=== GIVEN PROBLEM ===
Print out each entry below exactly, please.

=== RECORDS FOR THE TASK ===
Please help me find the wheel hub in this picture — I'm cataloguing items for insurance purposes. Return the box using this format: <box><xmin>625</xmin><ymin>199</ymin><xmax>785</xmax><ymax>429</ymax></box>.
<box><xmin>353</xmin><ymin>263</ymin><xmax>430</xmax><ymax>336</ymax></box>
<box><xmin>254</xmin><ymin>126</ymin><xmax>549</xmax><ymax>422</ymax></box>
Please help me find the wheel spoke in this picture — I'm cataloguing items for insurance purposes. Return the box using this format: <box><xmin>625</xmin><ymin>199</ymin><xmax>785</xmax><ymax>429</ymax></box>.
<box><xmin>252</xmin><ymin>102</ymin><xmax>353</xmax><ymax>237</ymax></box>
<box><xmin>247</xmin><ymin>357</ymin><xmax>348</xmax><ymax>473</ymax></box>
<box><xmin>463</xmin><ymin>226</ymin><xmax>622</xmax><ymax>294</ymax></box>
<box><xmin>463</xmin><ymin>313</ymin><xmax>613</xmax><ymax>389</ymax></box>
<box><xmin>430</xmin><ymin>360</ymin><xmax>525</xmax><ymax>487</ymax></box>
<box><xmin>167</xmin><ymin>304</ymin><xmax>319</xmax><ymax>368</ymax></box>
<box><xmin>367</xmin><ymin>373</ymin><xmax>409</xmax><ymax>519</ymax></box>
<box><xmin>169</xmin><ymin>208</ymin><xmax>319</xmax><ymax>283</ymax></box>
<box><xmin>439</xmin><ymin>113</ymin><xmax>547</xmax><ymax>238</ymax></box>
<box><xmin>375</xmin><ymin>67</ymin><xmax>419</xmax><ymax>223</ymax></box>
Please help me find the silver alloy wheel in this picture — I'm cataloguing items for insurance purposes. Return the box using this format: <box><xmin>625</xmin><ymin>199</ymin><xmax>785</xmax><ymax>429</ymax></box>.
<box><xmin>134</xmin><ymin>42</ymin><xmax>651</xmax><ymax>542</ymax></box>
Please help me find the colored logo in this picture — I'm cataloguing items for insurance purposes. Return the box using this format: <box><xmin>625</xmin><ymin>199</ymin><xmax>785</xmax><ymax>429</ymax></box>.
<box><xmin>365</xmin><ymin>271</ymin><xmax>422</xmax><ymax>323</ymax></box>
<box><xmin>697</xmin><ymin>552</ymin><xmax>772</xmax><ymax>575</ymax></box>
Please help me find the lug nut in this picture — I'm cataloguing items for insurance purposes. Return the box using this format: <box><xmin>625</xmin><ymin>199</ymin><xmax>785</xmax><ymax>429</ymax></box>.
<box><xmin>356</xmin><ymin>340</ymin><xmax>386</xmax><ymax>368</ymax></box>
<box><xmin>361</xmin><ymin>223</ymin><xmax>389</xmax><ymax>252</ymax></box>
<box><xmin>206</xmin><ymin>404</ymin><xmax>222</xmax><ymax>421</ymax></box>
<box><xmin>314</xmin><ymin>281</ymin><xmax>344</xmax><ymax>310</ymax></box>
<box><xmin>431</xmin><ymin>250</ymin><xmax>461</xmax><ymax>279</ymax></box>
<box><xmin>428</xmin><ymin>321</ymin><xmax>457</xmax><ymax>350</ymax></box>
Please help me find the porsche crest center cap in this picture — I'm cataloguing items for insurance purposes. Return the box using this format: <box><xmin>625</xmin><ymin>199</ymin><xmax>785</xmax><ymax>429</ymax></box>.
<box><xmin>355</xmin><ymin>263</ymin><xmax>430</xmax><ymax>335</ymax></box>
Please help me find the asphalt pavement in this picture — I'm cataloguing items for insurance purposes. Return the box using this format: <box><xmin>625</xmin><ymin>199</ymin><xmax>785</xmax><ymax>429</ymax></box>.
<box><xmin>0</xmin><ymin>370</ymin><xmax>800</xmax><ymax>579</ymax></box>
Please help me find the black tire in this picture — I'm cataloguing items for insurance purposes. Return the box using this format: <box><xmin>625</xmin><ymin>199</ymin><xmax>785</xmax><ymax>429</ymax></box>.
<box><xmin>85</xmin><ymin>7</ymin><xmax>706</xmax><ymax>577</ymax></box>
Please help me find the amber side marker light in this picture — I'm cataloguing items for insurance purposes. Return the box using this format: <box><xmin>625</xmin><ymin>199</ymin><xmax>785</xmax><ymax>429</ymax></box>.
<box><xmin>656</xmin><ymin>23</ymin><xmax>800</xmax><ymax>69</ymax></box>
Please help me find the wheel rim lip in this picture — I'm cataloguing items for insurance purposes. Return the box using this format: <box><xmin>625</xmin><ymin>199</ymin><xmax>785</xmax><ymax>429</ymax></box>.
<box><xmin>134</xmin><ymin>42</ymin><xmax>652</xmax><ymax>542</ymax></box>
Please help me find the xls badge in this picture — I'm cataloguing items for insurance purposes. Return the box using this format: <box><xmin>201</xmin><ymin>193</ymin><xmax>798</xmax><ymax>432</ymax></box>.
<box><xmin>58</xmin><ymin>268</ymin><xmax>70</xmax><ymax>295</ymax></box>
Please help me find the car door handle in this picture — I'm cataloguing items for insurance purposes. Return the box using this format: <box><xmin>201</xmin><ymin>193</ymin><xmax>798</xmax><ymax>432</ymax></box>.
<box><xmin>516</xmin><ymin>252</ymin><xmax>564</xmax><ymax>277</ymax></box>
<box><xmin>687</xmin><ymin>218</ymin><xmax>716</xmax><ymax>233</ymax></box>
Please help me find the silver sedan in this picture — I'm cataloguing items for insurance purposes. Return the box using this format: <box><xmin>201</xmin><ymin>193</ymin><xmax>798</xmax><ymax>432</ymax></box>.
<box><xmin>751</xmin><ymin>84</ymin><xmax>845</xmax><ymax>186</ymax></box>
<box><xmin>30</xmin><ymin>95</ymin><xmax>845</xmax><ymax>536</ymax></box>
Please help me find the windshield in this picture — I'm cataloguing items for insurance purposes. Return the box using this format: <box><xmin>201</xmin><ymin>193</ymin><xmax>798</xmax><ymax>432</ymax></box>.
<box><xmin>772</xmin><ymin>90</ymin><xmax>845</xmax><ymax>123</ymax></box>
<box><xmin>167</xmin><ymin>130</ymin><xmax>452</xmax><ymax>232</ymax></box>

=== ANSWER TO THIS EXERCISE ===
Please help me find the wheel hub in this picture — I'm cataloguing items for insurance purposes. Return the box using this format: <box><xmin>625</xmin><ymin>199</ymin><xmax>785</xmax><ymax>429</ymax></box>.
<box><xmin>353</xmin><ymin>263</ymin><xmax>430</xmax><ymax>336</ymax></box>
<box><xmin>254</xmin><ymin>126</ymin><xmax>549</xmax><ymax>422</ymax></box>
Please help me find the wheel spoke in this picture — I'm cataloguing items for insurance purposes. Return the box using this format: <box><xmin>625</xmin><ymin>199</ymin><xmax>785</xmax><ymax>429</ymax></box>.
<box><xmin>252</xmin><ymin>102</ymin><xmax>353</xmax><ymax>237</ymax></box>
<box><xmin>247</xmin><ymin>357</ymin><xmax>348</xmax><ymax>473</ymax></box>
<box><xmin>463</xmin><ymin>226</ymin><xmax>622</xmax><ymax>294</ymax></box>
<box><xmin>463</xmin><ymin>313</ymin><xmax>613</xmax><ymax>389</ymax></box>
<box><xmin>430</xmin><ymin>360</ymin><xmax>525</xmax><ymax>487</ymax></box>
<box><xmin>167</xmin><ymin>304</ymin><xmax>319</xmax><ymax>368</ymax></box>
<box><xmin>367</xmin><ymin>373</ymin><xmax>409</xmax><ymax>519</ymax></box>
<box><xmin>169</xmin><ymin>208</ymin><xmax>319</xmax><ymax>283</ymax></box>
<box><xmin>439</xmin><ymin>113</ymin><xmax>547</xmax><ymax>238</ymax></box>
<box><xmin>375</xmin><ymin>67</ymin><xmax>419</xmax><ymax>223</ymax></box>
Please help me find the silver alloy wheel in this picture — I'm cataloguing items for insurance purposes. Return the box using this format: <box><xmin>625</xmin><ymin>199</ymin><xmax>785</xmax><ymax>429</ymax></box>.
<box><xmin>134</xmin><ymin>42</ymin><xmax>651</xmax><ymax>542</ymax></box>
Please help me find the colored logo in this picture — I'm cataloguing items for insurance purposes. Return the box using this format: <box><xmin>625</xmin><ymin>199</ymin><xmax>785</xmax><ymax>429</ymax></box>.
<box><xmin>365</xmin><ymin>271</ymin><xmax>422</xmax><ymax>323</ymax></box>
<box><xmin>697</xmin><ymin>552</ymin><xmax>772</xmax><ymax>575</ymax></box>
Please help me find the lug nut in this picture — I'm cataloguing items for insurance purposes. Return the box using this format: <box><xmin>625</xmin><ymin>199</ymin><xmax>785</xmax><ymax>429</ymax></box>.
<box><xmin>356</xmin><ymin>340</ymin><xmax>386</xmax><ymax>368</ymax></box>
<box><xmin>361</xmin><ymin>223</ymin><xmax>389</xmax><ymax>252</ymax></box>
<box><xmin>206</xmin><ymin>404</ymin><xmax>222</xmax><ymax>421</ymax></box>
<box><xmin>314</xmin><ymin>281</ymin><xmax>344</xmax><ymax>310</ymax></box>
<box><xmin>431</xmin><ymin>250</ymin><xmax>461</xmax><ymax>279</ymax></box>
<box><xmin>428</xmin><ymin>321</ymin><xmax>457</xmax><ymax>350</ymax></box>
Please help me find the porsche crest center cap in this picture — I'm cataloguing items for insurance purposes. Return the box using this format: <box><xmin>625</xmin><ymin>199</ymin><xmax>785</xmax><ymax>429</ymax></box>.
<box><xmin>355</xmin><ymin>263</ymin><xmax>430</xmax><ymax>335</ymax></box>
Please help me find the asphalt pavement in this picture — I'm cataloguing items for insurance purposes. Return the box using this format: <box><xmin>625</xmin><ymin>199</ymin><xmax>785</xmax><ymax>429</ymax></box>.
<box><xmin>0</xmin><ymin>370</ymin><xmax>800</xmax><ymax>579</ymax></box>
Please help me find the black tire in this picture — I'm cataloguing items for insurance purposes. Return the box using this format: <box><xmin>625</xmin><ymin>199</ymin><xmax>785</xmax><ymax>429</ymax></box>.
<box><xmin>85</xmin><ymin>7</ymin><xmax>706</xmax><ymax>577</ymax></box>
Please help me find the amber side marker light in this picture — I'm cataloguing items for insurance purposes. Return the box using this format: <box><xmin>625</xmin><ymin>199</ymin><xmax>785</xmax><ymax>429</ymax></box>.
<box><xmin>656</xmin><ymin>23</ymin><xmax>800</xmax><ymax>69</ymax></box>
Please help me find the wheel rim lip in this picture — I'm cataloguing items for insurance purposes. Return the box using this format: <box><xmin>625</xmin><ymin>199</ymin><xmax>785</xmax><ymax>429</ymax></box>.
<box><xmin>134</xmin><ymin>42</ymin><xmax>652</xmax><ymax>542</ymax></box>
Please help me find the xls badge in this picture — I'm cataloguing items for insurance purposes. Return the box using this format: <box><xmin>201</xmin><ymin>193</ymin><xmax>798</xmax><ymax>432</ymax></box>.
<box><xmin>58</xmin><ymin>268</ymin><xmax>70</xmax><ymax>295</ymax></box>
Please help me find the car door handle in this picture — I'm cataloguing items for insurance purposes. Return the box using this format: <box><xmin>201</xmin><ymin>193</ymin><xmax>798</xmax><ymax>432</ymax></box>.
<box><xmin>516</xmin><ymin>252</ymin><xmax>564</xmax><ymax>277</ymax></box>
<box><xmin>687</xmin><ymin>218</ymin><xmax>716</xmax><ymax>233</ymax></box>
Please help me find the silver sedan in this picture — I'm cataloguing items for insurance purposes. Return the box using this format: <box><xmin>201</xmin><ymin>193</ymin><xmax>798</xmax><ymax>432</ymax></box>.
<box><xmin>751</xmin><ymin>84</ymin><xmax>845</xmax><ymax>186</ymax></box>
<box><xmin>30</xmin><ymin>95</ymin><xmax>845</xmax><ymax>536</ymax></box>
Please help me find the windshield in this picture — I'm cataloguing items for insurance purposes. Return the box using this format: <box><xmin>201</xmin><ymin>193</ymin><xmax>798</xmax><ymax>432</ymax></box>.
<box><xmin>772</xmin><ymin>90</ymin><xmax>845</xmax><ymax>123</ymax></box>
<box><xmin>167</xmin><ymin>130</ymin><xmax>452</xmax><ymax>232</ymax></box>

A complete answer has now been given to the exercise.